PROBLEM:
From the first line to the last, print the records exactly.
++++++++
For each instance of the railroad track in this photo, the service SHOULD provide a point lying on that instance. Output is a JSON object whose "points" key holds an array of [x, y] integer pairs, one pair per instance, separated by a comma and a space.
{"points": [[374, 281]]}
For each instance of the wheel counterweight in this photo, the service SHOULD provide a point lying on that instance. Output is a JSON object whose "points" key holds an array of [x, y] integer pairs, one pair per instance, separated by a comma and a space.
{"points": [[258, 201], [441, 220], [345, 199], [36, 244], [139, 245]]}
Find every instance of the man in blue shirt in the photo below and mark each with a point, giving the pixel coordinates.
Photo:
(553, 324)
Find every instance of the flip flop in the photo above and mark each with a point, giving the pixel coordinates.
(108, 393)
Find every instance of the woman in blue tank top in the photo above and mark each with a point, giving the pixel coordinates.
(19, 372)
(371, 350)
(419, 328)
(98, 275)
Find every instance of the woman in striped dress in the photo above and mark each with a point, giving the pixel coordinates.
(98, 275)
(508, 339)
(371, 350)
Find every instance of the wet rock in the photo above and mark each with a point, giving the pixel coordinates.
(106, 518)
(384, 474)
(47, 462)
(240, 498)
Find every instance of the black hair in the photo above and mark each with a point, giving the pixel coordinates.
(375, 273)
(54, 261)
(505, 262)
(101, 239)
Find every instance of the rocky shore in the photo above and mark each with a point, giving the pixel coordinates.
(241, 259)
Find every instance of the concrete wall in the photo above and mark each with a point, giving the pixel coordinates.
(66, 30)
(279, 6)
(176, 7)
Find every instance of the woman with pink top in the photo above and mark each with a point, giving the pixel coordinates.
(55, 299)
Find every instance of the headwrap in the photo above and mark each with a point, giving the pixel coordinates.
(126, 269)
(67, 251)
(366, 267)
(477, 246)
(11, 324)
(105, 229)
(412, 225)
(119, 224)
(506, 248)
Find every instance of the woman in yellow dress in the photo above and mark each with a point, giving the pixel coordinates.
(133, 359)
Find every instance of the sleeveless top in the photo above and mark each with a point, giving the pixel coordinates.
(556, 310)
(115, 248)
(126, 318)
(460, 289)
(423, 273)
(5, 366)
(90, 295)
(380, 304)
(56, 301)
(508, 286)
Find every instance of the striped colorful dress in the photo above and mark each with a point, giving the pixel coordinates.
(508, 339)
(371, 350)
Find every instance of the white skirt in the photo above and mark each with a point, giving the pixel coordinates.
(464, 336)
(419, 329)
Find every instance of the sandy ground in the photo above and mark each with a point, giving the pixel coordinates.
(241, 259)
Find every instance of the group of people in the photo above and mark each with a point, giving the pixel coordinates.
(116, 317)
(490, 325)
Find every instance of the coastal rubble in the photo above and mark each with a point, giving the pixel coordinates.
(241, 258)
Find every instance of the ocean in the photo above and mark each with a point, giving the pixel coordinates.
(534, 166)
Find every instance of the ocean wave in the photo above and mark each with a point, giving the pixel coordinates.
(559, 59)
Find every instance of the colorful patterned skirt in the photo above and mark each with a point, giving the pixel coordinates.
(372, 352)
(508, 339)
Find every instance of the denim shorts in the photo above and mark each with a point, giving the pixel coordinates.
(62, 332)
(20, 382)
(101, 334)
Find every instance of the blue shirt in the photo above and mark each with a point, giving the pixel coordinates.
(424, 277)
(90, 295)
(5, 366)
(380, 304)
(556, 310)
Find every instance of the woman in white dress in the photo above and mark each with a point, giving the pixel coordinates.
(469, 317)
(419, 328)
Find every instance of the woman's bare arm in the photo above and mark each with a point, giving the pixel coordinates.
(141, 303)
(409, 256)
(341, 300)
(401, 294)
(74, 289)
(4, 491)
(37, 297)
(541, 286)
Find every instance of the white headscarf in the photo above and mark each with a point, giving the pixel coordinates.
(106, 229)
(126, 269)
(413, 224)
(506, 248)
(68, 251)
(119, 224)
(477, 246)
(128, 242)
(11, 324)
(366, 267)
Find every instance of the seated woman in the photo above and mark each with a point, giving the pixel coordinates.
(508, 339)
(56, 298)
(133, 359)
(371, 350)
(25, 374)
++++++++
YOUR RESPONSE:
For each instance of the railroad track in this photo, the service SHOULD provide a point lying on that instance. Output is a JSON object whose "points" key holds an array of [x, y] integer pairs, one pair per instance, separated by a comma and a space.
{"points": [[374, 281]]}
For each instance of the wheel counterweight in this photo, the service SHOULD provide a point lying on that instance. Output is a JSON object whose "points" key holds an array of [x, y] integer pairs, one pair per instance, separated by a comma and a space.
{"points": [[258, 201], [441, 220], [345, 199], [36, 244], [139, 245]]}
Find every instance of the man in blue shirt in the photo below and mark each with a point, giving the pixel coordinates.
Photo:
(553, 324)
Find every instance of the flip flop in the photo above and mark each with a point, giving the pixel coordinates.
(108, 393)
Find every instance of the woman in blue tank top in the photo above and mark each with a point, giving the pixel coordinates.
(19, 372)
(371, 350)
(419, 328)
(98, 275)
Find every instance of the woman in striped dress in the photo above and mark each with a point, giving the pixel coordinates.
(98, 275)
(508, 339)
(371, 350)
Find every instance of the wet rock in the photo above and mark each with a point, giving the pixel coordinates.
(106, 518)
(384, 474)
(47, 462)
(240, 498)
Find every instance of the black hair in the photo above and mark each with a point, giving the pixel coordinates.
(375, 273)
(54, 261)
(505, 262)
(101, 239)
Find every instance of the rocky shore in the photo above and mark each with a point, giving the pixel coordinates.
(241, 259)
Find every instance of the concrete wall in the photo above and mark each with a point, giving the pixel coordinates.
(66, 30)
(279, 6)
(176, 7)
Find every instance of the woman with pink top in the photo above and mark each with a point, giving the pixel coordinates.
(55, 299)
Find every instance of the headwrap in the photo above and mark each with a point, giving the pixel coordinates.
(126, 269)
(67, 251)
(366, 267)
(477, 246)
(11, 324)
(105, 229)
(412, 225)
(119, 224)
(506, 248)
Find every instance of the woman in yellow dress in the photo above and mark each with a point, giving the pixel coordinates.
(133, 359)
Find every instance of the sleeveless top in the photo above and mark each with a point, giving the pixel coordinates.
(556, 310)
(115, 248)
(126, 318)
(460, 289)
(423, 273)
(5, 366)
(90, 295)
(380, 304)
(56, 301)
(508, 286)
Find every instance of the striped colorful dress in the photo above and mark each with a point, giving the pixel coordinates.
(508, 339)
(371, 350)
Find every instance of the white skirt in the photo above and mark each with a point, giving the pixel coordinates.
(464, 336)
(419, 329)
Find every instance of the sandy ground in the photo above and mark each with a point, giving the pixel coordinates.
(241, 259)
Find every instance of the group of people in the photo above and mark each with a point, giving the pixel coordinates.
(116, 317)
(490, 325)
Find every instance of the coastal rubble in the photo above and mark each with a point, giving the pixel coordinates.
(241, 258)
Find every instance of the ocean in the photo above and mark each with a point, giving the pixel coordinates.
(534, 166)
Find every instance of the ocean wave in the photo above and mark each with a point, giving the pixel coordinates.
(559, 59)
Find every instance of the colorful patterned skirt in the photo above and mark each with a point, giving the pixel coordinates.
(372, 352)
(508, 339)
Find every instance of the denim shorts in the photo above and mark each with a point, giving the pixel coordinates.
(62, 332)
(20, 382)
(101, 334)
Find every instance of the blue shirt in the photo above and mark each with a point, giving the pixel coordinates.
(424, 277)
(90, 295)
(5, 366)
(380, 304)
(556, 310)
Find every instance of the woman in white dress in the photo above and mark each with a point, giving the pixel coordinates.
(469, 317)
(419, 328)
Find every instance of the woman's bare arm in the photo above and mark each with a point, giving the pixel coordinates.
(141, 303)
(409, 256)
(341, 300)
(401, 294)
(74, 289)
(4, 491)
(37, 297)
(541, 286)
Find every instance of the white headscarf in the photo above and mark each with a point, giving the pixel coordinates.
(106, 229)
(126, 269)
(413, 224)
(506, 248)
(68, 251)
(119, 224)
(477, 246)
(128, 242)
(11, 324)
(366, 267)
Find every instance of the seated woman in the photo above and mark each with a point, giving the pixel coordinates.
(508, 339)
(56, 298)
(133, 359)
(371, 350)
(25, 374)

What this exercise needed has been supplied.